* _Goal_: Reproduce all of the data exactly.

* _Extracted entries_:
========================
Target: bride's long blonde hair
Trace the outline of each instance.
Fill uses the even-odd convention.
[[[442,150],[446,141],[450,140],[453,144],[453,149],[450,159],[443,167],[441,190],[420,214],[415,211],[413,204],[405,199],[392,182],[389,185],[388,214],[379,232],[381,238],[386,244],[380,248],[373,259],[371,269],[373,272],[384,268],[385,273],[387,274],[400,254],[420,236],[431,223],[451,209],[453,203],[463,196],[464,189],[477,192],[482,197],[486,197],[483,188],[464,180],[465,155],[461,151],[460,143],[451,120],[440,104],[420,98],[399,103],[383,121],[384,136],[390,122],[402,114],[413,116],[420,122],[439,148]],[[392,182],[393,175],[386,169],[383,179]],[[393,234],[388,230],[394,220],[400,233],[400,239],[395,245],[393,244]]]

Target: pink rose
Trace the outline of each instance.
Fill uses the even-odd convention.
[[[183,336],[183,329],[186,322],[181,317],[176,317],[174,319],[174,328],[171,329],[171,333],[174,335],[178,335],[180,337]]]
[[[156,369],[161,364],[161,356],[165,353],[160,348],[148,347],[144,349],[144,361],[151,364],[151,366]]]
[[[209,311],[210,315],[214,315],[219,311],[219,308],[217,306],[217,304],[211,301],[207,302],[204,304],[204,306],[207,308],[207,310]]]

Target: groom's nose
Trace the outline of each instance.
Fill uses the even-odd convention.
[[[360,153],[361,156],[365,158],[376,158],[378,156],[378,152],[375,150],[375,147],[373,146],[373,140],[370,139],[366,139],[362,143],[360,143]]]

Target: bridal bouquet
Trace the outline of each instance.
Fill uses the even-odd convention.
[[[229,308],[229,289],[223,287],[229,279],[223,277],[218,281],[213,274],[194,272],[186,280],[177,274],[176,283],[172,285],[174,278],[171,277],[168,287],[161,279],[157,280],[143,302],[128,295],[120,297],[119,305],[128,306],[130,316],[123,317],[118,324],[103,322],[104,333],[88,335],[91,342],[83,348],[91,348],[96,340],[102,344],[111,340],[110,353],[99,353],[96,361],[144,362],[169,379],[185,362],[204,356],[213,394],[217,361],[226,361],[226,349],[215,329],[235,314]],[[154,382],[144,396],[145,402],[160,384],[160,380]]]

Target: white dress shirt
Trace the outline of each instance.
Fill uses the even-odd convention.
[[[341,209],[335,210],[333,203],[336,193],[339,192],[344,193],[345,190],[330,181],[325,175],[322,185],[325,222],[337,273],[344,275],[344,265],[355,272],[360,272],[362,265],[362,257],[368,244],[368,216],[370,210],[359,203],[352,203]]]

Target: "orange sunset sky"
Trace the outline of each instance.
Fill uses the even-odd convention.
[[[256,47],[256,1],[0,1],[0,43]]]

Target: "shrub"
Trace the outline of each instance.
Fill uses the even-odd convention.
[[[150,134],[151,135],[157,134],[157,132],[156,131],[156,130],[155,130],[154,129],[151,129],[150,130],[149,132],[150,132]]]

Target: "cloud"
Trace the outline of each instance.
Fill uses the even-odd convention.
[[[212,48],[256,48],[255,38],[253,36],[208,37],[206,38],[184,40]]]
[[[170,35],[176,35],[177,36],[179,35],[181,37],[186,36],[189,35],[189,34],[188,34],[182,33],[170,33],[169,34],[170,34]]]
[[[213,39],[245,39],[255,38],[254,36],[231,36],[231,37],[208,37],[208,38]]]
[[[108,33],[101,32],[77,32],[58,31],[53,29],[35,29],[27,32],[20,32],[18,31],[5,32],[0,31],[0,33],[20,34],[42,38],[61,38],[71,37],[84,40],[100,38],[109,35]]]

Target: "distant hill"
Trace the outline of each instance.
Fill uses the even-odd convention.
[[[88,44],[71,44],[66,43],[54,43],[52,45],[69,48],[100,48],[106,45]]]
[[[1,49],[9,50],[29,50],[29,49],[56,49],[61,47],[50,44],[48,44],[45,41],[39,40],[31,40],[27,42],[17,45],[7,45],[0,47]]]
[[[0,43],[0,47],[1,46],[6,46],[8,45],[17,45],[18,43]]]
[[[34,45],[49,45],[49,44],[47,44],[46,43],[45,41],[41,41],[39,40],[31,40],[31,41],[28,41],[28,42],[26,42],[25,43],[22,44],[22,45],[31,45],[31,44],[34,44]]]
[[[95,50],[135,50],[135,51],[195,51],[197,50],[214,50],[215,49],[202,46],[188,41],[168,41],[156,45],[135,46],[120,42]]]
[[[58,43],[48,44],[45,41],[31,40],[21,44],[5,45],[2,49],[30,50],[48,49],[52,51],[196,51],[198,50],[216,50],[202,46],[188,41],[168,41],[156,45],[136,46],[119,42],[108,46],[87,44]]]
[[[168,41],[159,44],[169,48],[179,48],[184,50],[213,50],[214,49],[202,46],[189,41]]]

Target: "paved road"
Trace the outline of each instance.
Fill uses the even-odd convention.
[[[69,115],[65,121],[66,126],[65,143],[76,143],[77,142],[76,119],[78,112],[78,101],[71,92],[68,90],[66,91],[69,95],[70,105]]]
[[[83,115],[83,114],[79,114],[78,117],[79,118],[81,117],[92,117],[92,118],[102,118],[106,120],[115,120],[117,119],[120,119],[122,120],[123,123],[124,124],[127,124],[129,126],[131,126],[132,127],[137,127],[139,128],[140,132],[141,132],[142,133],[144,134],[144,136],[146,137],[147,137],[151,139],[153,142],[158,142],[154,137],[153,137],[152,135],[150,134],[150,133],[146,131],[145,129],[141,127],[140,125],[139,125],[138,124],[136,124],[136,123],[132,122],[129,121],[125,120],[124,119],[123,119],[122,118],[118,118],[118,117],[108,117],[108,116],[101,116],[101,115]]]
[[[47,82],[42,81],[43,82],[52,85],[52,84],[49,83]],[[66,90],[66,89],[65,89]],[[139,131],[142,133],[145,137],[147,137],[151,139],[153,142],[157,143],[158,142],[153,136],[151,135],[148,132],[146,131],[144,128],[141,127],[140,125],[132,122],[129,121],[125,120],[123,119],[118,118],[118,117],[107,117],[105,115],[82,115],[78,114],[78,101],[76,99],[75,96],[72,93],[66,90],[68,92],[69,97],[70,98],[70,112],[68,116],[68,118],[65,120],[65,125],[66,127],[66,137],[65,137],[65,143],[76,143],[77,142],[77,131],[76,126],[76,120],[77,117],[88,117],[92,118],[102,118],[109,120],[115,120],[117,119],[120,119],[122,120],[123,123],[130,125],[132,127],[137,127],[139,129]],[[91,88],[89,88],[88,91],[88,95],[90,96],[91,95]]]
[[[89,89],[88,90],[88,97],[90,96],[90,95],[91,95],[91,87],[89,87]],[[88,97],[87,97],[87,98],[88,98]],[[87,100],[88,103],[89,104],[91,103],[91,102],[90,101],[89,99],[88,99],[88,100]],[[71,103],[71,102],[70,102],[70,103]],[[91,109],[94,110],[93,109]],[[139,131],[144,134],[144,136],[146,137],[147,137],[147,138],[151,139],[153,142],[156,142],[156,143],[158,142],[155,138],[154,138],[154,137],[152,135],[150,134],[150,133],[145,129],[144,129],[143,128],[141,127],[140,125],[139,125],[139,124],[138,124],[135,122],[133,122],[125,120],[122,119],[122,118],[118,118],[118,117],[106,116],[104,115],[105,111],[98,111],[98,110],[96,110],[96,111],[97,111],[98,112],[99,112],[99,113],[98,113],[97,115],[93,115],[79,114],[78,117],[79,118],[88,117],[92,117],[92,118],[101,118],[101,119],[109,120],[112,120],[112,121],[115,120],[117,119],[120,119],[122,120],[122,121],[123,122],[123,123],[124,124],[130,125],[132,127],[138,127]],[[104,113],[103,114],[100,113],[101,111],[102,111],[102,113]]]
========================
* _Result_:
Target: bride's long blonde hair
Trace the outline of each instance.
Fill uses the even-odd convention.
[[[442,150],[446,141],[450,140],[453,144],[453,149],[450,159],[443,167],[441,190],[420,214],[415,211],[413,204],[405,199],[392,182],[389,185],[388,214],[379,232],[381,238],[386,244],[380,248],[373,259],[371,269],[373,272],[384,268],[385,273],[387,274],[400,254],[420,236],[431,223],[451,209],[453,203],[463,196],[464,189],[477,192],[482,197],[486,197],[483,188],[464,180],[465,155],[461,151],[460,143],[451,120],[440,104],[420,98],[399,103],[383,121],[384,136],[390,122],[402,114],[413,116],[420,122],[439,148]],[[392,182],[393,175],[386,169],[383,179]],[[393,234],[388,230],[394,220],[400,233],[400,239],[395,245],[393,244]]]

Target: pink rose
Trace the outline of each instance.
Fill uses the even-odd convention.
[[[183,336],[183,329],[186,322],[181,317],[176,317],[174,319],[174,328],[171,329],[171,333],[174,335],[178,335],[180,337]]]
[[[156,369],[161,364],[161,356],[165,353],[160,348],[148,347],[144,349],[144,361],[151,364],[151,366]]]
[[[209,311],[210,315],[214,315],[219,311],[219,308],[217,306],[217,304],[211,301],[207,302],[204,304],[204,306],[207,308],[207,310]]]

Target: groom's nose
Trace the outline of each instance.
Fill uses the even-odd convention.
[[[360,153],[361,156],[365,158],[376,158],[378,156],[378,152],[375,150],[375,147],[373,146],[373,140],[370,139],[366,139],[362,143],[360,143]]]

Target: bridal bouquet
Trace the outline of each instance.
Fill uses the even-odd convention.
[[[229,308],[229,289],[223,287],[229,279],[223,277],[218,281],[213,274],[194,272],[186,280],[177,274],[176,283],[172,285],[174,278],[171,277],[168,287],[161,279],[157,280],[143,302],[128,295],[120,297],[119,305],[128,306],[130,316],[123,317],[118,324],[103,322],[104,333],[88,335],[91,342],[83,348],[91,348],[96,340],[102,344],[111,340],[110,353],[99,353],[96,361],[144,362],[169,379],[185,362],[204,356],[213,394],[217,361],[226,361],[226,349],[215,329],[235,314]],[[154,382],[144,396],[145,402],[160,384],[160,380]]]

Target: white dress shirt
Trace the outline of each instance.
Fill uses the even-odd convention.
[[[341,209],[335,210],[333,203],[336,193],[339,192],[344,193],[345,190],[330,181],[325,175],[322,185],[325,222],[337,273],[344,275],[344,265],[355,272],[360,272],[362,265],[362,257],[368,244],[368,216],[370,210],[359,203],[352,203]]]

Target: "orange sunset sky"
Trace the outline of each instance.
Fill uses the even-odd convention.
[[[256,47],[256,1],[0,1],[0,43]]]

Target: "shrub"
Trace the outline of each instance.
Fill uses the even-odd convention.
[[[150,134],[151,135],[157,134],[157,132],[156,131],[156,130],[155,130],[154,129],[151,129],[150,130],[149,132],[150,132]]]

Target: "cloud"
Trace the outline of each instance.
Fill uses the even-odd convention.
[[[212,48],[256,48],[255,38],[253,36],[208,37],[206,38],[184,40]]]
[[[170,35],[176,35],[177,36],[179,35],[181,37],[186,36],[189,35],[189,34],[188,34],[182,33],[170,33],[169,34],[170,34]]]
[[[213,39],[245,39],[255,38],[254,36],[231,36],[231,37],[208,37],[208,38]]]
[[[108,33],[101,32],[77,32],[58,31],[53,29],[35,29],[27,32],[20,32],[18,31],[5,32],[0,31],[0,33],[20,34],[42,38],[61,38],[71,37],[84,40],[100,38],[109,35]]]

Target: "distant hill"
Trace the outline of each instance.
Fill uses the even-odd convention.
[[[88,44],[71,44],[66,43],[54,43],[52,45],[69,48],[100,48],[106,45]]]
[[[1,49],[9,50],[29,50],[29,49],[56,49],[61,47],[50,44],[48,44],[45,41],[39,40],[31,40],[27,42],[17,45],[7,45],[0,47]]]
[[[0,43],[0,47],[1,46],[6,46],[8,45],[17,45],[18,43]]]
[[[34,45],[49,45],[49,44],[47,44],[46,43],[45,41],[41,41],[39,40],[31,40],[31,41],[28,41],[28,42],[26,42],[25,43],[22,44],[22,45],[31,45],[31,44],[34,44]]]
[[[95,50],[135,50],[135,51],[195,51],[197,50],[214,50],[215,49],[202,46],[188,41],[168,41],[156,45],[135,46],[120,42]]]
[[[58,43],[48,44],[45,41],[31,40],[21,44],[5,45],[2,49],[30,50],[48,49],[52,51],[196,51],[198,50],[216,50],[202,46],[188,41],[168,41],[156,45],[136,46],[119,42],[108,46],[87,44]]]
[[[168,41],[159,44],[169,48],[179,48],[184,50],[213,50],[214,49],[202,46],[189,41]]]

Target: "paved road"
Trace the outline of each instance.
Fill uses the even-odd convention.
[[[69,115],[65,121],[66,126],[65,143],[76,143],[77,142],[76,119],[78,112],[78,101],[71,92],[68,90],[66,91],[69,95],[70,105]]]
[[[83,115],[83,114],[79,114],[78,117],[79,118],[81,117],[92,117],[92,118],[102,118],[106,120],[115,120],[117,119],[120,119],[122,120],[123,123],[124,124],[127,124],[129,126],[131,126],[132,127],[137,127],[139,128],[140,132],[141,132],[142,133],[144,134],[144,136],[146,137],[147,137],[151,139],[153,142],[158,142],[154,137],[153,137],[152,135],[150,134],[150,133],[146,131],[145,129],[141,127],[140,125],[139,125],[138,124],[136,124],[136,123],[132,122],[129,121],[125,120],[124,119],[123,119],[122,118],[118,118],[118,117],[108,117],[108,116],[101,116],[101,115]]]
[[[47,82],[42,81],[43,82],[52,85],[52,84],[49,83]],[[66,90],[66,89],[65,89]],[[139,131],[142,133],[145,137],[147,137],[151,139],[153,142],[157,143],[158,142],[153,136],[151,135],[148,132],[146,131],[144,128],[141,127],[140,125],[132,122],[129,121],[125,120],[123,119],[118,118],[118,117],[107,117],[105,115],[82,115],[78,114],[78,101],[76,99],[75,96],[72,93],[66,90],[68,92],[69,97],[70,98],[70,112],[68,116],[68,118],[65,120],[65,125],[66,127],[66,137],[65,137],[65,143],[76,143],[77,142],[77,131],[76,126],[76,120],[77,117],[88,117],[92,118],[102,118],[109,120],[115,120],[117,119],[120,119],[122,120],[123,123],[130,125],[132,127],[137,127],[139,129]],[[91,88],[89,88],[88,91],[88,95],[90,96],[91,95]]]
[[[89,89],[88,90],[88,97],[90,96],[90,95],[91,95],[91,87],[89,87]],[[88,97],[87,97],[87,98],[88,98]],[[87,100],[88,103],[89,104],[91,103],[91,102],[90,101],[89,99],[88,99],[88,100]],[[71,103],[71,102],[70,102],[70,103]],[[91,109],[94,110],[93,109]],[[139,131],[144,134],[144,136],[146,137],[147,137],[147,138],[151,139],[153,142],[156,142],[156,143],[158,142],[155,138],[154,138],[154,137],[152,135],[150,134],[150,133],[145,129],[144,129],[143,128],[141,127],[140,125],[139,125],[139,124],[138,124],[135,122],[133,122],[125,120],[122,119],[122,118],[118,118],[118,117],[106,116],[104,115],[105,111],[98,111],[98,110],[96,110],[96,111],[97,111],[98,112],[99,112],[99,113],[98,113],[97,115],[93,115],[79,114],[78,117],[79,118],[88,117],[92,117],[92,118],[101,118],[101,119],[109,120],[112,120],[112,121],[115,120],[117,119],[120,119],[122,120],[122,121],[123,122],[123,123],[124,124],[130,125],[132,127],[138,127]],[[104,113],[103,114],[100,113],[101,111],[102,111],[102,113]]]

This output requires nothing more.